Problem to work on: The R code excerpt below prints a table of counts by state. List every state or district whose count is above 80,000.

Excerpt provided:
8.8 Quick descriptives
- single line of code descriptives across a dataset
#skimr::skim(google_mobility_US)
8.9 Filter data
- filter with specific entries
- filter for a collection of entries
# filter with specific entries
google_mobility_US_NY <- google_mobility_US %>%
filter(sub_region_1 == "New York")
google_mobility_US_FL <- google_mobility_US %>%
filter(sub_region_1 == "Florida")
# >>>>>>>>>>>>>>>>>>>>>>>>>>>>>>>>>>>>>>>>>>>>>>>>>>>>>>>>>>>>>>>>>>>>>>>>>>>>>>
# filter to a 'vector' of entries
google_mobility_US_targeted <- google_mobility_US %>%
filter(sub_region_1 %in% c("California", "New York", "Florida"))
8.10 Compute aggregates
# base R approach
table(google_mobility_US$sub_region_1)
##
## Alabama Alaska Arizona
## 54866 8699 13531
## Arkansas California Colorado
## 53846 48318 38559
## Connecticut Delaware District of Columbia
## 7767 3452 863
## Florida Georgia Hawaii
## 56781 116246 4315
## Idaho Illinois Indiana
## 28010 76376 76459
## Iowa Kansas Kentucky
## 71643 46353 80123
## Louisiana Maine Maryland
## 49323 14345 21416
## Massachusetts Michigan Minnesota
## 12505 65941 63831
## Mississippi Missouri Montana
## 58235 80247 22623
## Nebraska Nevada New Hampshire
## 38138 10732 9468
## New Jersey New Mexico New York
## 18978 24916 53244
## North Carolina North Dakota Ohio
## 82033 16312 75182
## Oklahoma Oregon Pennsylvania
## 53005 28646 56170
## Rhode Island South Carolina South Dakota
## 5169 39446 21719
## Tennessee Texas Utah
## 74908 163937 19814
## Vermont Virginia Washington
## 11754 103423 30440
## West Virginia Wisconsin Wyoming
## 36130 57815 16418
# number of records by state
records_per_state = google_mobility_US %>%
group_by(sub_region_1) %>%
summarise(n_records = n()) %>%
arrange(sub_region_1)
records_per_state
## # A tibble: 52 × 2
## sub_region_1 n_records
## <chr> <int>
## 1 Alabama 54866
## 2 Alaska 8699
## 3 Arizona 13531
## 4 Arkansas 53846
## 5 California 48318
## 6 Colorado 38559
## 7 Connecticut 7767
## 8 Delaware 3452
## 9 District of Columbia 863
## 10 Florida 56781
## # … with 42 more rows
# >>>>>>>>>>>>>>>>>>>>>>>>>>>>>>>>>>>>>>>>>>>>>>>>>>>>>>>>>>>>>>>>>>>>>>>>>>>>>>
# group data by weekday
metrics_month_weekend_US <- google_mobility_US %>%
group_by(sub_region_1, dt_year, dt_month_, dt_wkday_l) %>%
summarise(avg_change_parks = mean(parks_percent_change_from_baseline, na.rm=T),
avg_change_retail_rec = mean(retail_and_recreation_percent_change_from_baseline, na.rm=T),
avg_change_workplaces = mean(workplaces_percent_change_from_baseline, na.rm=T)) %>%
inner_join(state_lookup)

Records:
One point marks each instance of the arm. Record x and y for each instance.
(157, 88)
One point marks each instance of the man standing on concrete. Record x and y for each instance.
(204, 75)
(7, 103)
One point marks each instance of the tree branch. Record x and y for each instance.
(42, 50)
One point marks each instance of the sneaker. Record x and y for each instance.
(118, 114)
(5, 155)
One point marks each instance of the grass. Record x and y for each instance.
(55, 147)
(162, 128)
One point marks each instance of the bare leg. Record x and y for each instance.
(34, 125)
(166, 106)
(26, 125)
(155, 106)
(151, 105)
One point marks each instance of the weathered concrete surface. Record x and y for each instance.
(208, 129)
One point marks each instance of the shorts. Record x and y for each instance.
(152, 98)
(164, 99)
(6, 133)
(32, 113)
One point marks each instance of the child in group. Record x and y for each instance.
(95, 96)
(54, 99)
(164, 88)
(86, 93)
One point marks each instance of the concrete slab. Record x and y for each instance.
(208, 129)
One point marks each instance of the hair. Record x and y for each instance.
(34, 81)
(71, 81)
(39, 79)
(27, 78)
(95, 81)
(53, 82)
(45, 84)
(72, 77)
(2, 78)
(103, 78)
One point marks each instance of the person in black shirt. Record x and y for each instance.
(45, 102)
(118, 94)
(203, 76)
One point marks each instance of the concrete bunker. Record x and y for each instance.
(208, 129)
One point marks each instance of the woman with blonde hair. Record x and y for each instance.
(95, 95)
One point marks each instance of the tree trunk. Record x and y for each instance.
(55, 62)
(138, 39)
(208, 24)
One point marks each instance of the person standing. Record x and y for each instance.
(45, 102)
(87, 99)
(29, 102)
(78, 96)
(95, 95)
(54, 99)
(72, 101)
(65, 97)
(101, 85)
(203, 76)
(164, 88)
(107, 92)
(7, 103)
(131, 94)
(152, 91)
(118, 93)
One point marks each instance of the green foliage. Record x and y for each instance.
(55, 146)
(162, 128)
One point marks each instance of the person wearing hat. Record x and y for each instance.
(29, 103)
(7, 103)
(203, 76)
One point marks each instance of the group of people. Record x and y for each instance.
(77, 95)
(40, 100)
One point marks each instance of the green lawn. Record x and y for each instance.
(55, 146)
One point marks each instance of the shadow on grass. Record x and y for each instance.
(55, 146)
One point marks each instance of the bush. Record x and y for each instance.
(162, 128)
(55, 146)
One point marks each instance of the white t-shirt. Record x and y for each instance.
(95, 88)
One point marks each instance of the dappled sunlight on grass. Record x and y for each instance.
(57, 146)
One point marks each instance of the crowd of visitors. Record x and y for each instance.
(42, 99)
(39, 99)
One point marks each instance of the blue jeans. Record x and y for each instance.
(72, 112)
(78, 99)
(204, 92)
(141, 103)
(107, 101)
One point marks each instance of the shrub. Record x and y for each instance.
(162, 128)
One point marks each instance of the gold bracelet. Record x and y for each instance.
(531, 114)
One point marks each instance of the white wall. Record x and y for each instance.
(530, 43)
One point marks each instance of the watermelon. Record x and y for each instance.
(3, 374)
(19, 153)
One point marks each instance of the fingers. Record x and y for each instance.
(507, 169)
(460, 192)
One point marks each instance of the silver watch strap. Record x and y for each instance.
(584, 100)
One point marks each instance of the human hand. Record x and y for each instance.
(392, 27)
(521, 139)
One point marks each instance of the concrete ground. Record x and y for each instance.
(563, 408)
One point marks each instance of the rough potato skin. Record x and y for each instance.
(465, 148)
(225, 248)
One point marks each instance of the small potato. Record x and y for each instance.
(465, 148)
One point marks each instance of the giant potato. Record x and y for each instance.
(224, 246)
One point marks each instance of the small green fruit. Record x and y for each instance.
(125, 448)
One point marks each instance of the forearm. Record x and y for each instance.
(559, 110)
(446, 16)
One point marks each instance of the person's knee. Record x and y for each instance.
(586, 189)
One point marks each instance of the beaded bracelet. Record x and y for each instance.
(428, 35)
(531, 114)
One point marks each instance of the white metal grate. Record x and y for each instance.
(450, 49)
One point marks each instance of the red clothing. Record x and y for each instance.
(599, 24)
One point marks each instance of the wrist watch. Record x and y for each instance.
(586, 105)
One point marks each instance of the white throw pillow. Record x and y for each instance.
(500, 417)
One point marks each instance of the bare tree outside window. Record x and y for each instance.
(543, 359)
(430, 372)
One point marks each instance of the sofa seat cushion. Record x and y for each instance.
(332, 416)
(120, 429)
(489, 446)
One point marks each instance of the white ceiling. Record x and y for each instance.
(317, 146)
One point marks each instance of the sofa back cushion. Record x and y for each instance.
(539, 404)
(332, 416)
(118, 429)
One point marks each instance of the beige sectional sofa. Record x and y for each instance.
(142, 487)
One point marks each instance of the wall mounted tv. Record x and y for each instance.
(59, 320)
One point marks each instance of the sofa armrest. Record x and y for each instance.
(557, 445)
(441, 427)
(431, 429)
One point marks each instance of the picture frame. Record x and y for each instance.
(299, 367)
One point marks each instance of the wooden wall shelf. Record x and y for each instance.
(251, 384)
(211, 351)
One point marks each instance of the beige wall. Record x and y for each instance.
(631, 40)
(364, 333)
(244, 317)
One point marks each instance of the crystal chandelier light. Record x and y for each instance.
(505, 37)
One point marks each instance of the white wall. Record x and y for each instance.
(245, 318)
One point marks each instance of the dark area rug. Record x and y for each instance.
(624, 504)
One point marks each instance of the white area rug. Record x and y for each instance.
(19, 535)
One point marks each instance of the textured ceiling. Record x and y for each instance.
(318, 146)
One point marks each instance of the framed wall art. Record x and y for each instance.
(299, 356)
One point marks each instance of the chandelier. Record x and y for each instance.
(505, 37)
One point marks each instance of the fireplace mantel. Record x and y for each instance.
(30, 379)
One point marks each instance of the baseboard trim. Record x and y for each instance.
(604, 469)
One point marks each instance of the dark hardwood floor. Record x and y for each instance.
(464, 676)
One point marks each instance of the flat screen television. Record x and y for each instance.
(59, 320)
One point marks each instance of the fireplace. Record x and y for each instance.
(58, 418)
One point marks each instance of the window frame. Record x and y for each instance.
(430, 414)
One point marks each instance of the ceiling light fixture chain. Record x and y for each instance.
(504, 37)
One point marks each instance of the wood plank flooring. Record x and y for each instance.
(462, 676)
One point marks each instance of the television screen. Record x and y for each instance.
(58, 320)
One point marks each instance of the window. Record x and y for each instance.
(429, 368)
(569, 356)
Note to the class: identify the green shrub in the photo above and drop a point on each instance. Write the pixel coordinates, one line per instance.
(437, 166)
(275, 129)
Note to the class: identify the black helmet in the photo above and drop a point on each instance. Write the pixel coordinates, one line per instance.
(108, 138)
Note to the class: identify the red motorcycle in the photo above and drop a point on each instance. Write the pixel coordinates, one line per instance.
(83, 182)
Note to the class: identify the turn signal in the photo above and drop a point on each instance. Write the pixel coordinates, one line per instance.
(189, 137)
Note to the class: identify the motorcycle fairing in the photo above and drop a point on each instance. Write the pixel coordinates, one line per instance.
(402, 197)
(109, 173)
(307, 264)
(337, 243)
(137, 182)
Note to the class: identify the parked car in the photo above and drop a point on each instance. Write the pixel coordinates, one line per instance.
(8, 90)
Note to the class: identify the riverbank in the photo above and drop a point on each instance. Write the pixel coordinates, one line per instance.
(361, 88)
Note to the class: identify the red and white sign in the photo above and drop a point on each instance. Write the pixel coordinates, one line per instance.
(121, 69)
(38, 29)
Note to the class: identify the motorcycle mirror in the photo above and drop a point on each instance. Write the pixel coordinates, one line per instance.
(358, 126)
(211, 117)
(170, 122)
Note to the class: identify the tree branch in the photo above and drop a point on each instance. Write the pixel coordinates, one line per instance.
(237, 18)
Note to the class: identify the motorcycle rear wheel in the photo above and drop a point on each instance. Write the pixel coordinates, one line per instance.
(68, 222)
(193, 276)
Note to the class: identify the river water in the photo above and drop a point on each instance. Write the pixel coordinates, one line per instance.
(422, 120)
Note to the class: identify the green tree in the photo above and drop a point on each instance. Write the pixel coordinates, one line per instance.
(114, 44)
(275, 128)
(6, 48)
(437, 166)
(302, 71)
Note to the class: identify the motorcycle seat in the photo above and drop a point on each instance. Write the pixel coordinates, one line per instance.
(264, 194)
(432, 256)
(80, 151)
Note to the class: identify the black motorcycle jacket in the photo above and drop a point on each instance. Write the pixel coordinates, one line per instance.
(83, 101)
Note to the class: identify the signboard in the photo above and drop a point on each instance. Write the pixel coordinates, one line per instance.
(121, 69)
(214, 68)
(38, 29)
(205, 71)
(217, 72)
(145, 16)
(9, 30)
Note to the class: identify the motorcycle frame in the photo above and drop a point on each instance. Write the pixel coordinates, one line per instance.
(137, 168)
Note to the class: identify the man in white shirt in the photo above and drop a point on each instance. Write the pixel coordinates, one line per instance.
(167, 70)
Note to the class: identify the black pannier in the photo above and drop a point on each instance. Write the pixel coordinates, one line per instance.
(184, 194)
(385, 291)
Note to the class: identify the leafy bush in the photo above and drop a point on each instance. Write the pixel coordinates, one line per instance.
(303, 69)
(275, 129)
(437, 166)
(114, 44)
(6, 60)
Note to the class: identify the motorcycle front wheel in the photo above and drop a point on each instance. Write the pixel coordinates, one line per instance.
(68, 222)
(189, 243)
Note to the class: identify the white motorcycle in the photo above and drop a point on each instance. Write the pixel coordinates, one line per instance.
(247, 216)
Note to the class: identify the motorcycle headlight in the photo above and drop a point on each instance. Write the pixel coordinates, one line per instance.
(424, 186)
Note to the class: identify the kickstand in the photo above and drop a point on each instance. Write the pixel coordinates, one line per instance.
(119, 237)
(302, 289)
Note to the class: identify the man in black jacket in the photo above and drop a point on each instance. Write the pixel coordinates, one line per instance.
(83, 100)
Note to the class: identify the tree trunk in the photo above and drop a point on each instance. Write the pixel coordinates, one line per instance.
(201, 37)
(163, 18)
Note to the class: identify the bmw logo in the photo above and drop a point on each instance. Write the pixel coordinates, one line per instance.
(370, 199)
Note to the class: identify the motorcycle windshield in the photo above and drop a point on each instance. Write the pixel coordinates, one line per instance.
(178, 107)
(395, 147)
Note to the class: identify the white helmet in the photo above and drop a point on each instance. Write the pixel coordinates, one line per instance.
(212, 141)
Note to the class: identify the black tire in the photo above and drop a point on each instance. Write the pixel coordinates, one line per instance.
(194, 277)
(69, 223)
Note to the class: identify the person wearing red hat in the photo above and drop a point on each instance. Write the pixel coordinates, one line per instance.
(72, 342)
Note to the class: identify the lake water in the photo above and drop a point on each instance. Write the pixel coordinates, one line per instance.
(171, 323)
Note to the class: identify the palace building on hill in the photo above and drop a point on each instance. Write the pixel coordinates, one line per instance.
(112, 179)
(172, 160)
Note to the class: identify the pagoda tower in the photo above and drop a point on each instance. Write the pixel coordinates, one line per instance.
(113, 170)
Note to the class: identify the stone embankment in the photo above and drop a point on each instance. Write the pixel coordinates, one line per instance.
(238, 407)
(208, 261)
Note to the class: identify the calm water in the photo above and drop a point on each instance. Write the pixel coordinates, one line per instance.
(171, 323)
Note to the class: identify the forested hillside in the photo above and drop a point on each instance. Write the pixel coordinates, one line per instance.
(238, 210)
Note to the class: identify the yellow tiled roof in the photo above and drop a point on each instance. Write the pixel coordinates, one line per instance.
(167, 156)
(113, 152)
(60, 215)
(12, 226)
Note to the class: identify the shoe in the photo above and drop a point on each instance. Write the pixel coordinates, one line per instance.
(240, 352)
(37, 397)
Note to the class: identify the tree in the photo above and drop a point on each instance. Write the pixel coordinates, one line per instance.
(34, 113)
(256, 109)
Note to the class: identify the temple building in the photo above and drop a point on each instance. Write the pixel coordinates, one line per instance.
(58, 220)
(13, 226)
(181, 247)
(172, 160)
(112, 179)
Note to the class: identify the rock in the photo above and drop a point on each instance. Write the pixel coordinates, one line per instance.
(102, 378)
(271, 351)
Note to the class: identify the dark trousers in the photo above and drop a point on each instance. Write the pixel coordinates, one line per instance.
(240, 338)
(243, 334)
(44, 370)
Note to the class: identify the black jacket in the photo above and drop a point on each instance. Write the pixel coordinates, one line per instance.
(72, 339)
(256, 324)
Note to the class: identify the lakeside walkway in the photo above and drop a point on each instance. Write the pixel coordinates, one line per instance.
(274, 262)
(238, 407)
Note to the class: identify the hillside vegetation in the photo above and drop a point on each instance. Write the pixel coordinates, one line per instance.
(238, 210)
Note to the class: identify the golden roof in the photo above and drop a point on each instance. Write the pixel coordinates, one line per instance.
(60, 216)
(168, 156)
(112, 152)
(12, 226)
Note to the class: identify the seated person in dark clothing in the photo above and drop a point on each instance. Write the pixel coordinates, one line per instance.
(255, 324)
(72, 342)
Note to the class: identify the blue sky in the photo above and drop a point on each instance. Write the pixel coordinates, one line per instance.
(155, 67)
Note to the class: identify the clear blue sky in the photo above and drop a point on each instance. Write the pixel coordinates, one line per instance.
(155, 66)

Exercise output: Georgia (116246), Kentucky (80123), Missouri (80247), North Carolina (82033), Texas (163937), Virginia (103423)